Section du texte.
Contrairement à ce que l’on pourrait penser, la volonté de lever l’anonymat ne fait pas l’unanimité même parmi les enfants issus d’un don de gamètes. Les arguments avancés dans les deux sens du débat s’appuient sur le respect et la protection de l’enfant, tout en s’opposant cependant.
D’un côté, il s’agit d’éviter de perturber l’enfant avec un géniteur qui n’est pas son père. On ne veut pas prendre le risque d’immiscer en lui une confusion entre le lien biologique et le lien familial.
Préserver l’anonymat du donneur permet d’empêcher l’enfant de s’attacher à un individu ne souhaitant pas s’engager dans la vie de ce dernier, éviter de le mettre dans une situation de rejet du donneur difficile à vivre psychologiquement.
C’est pourquoi, par exemple, la personne de l’ADEDD que nous avons interviewée prévient que si l’anonymat vient à être levé, il faudra en conséquence développer des organismes et des méthodes pour accompagner les enfants frustrés par la découverte de leur donneur. Cette personne est issue d’un don de gamètes et nous a concédé que de nombreuses questions avaient germé en elle quand elle l’a appris, après ses 20 ans.
D’un autre côté, on peut soutenir que l’enfant souhaite en connaître plus sur son donneur car celui-ci est étroitement lié à sa conception même, donc représente une partie de son histoire. Quand bien même son lien avec le donneur n’est-il que biologique, connaître celui qui lui a transmis ses caractères a un poids important dans la construction personnelle de l’enfant. Pour se construire, se découvrir soi-même et évoluer, il est bon de comprendre précisément son origine.

Consigne. Restituez mot pour mot le passage du texte sur l'anonymat des donneurs de gamètes, en partant des mots « Préserver l’anonymat du » et en vous arrêtant après « à vivre psychologiquement. ».

Entrées enregistrées:
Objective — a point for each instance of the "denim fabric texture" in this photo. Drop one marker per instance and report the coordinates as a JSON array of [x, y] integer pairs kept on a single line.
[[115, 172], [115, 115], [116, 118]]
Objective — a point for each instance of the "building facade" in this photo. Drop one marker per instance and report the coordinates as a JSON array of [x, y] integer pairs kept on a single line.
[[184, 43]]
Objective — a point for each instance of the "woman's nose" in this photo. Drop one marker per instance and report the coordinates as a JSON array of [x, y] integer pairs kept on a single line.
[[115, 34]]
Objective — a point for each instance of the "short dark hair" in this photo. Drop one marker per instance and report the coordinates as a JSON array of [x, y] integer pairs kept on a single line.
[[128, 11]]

* * *

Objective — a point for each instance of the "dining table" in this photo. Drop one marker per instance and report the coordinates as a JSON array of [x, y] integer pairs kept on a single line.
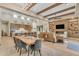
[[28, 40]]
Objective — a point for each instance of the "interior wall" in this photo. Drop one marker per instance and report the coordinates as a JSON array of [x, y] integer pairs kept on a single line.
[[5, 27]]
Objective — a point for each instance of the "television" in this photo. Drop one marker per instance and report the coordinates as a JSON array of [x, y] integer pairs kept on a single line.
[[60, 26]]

...

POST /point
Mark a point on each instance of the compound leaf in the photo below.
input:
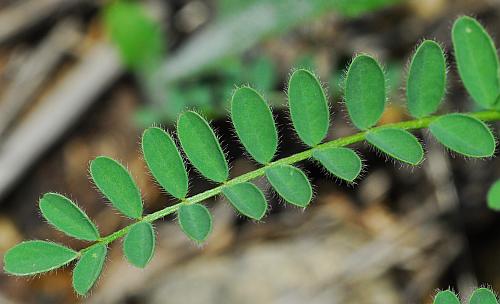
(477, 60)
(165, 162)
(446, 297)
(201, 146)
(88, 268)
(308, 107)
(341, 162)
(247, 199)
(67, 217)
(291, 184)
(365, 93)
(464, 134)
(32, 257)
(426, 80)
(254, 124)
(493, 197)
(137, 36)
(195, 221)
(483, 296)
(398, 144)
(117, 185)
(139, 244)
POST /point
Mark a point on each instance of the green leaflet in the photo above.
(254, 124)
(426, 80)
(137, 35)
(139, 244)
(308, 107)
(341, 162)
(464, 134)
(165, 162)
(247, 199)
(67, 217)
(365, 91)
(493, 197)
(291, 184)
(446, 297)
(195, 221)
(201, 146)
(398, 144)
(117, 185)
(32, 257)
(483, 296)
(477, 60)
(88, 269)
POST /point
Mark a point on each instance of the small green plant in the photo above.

Corrigé.
Préserver l’anonymat du donneur permet d’empêcher l’enfant de s’attacher à un individu ne souhaitant pas s’engager dans la vie de ce dernier, éviter de le mettre dans une situation de rejet du donneur difficile à vivre psychologiquement.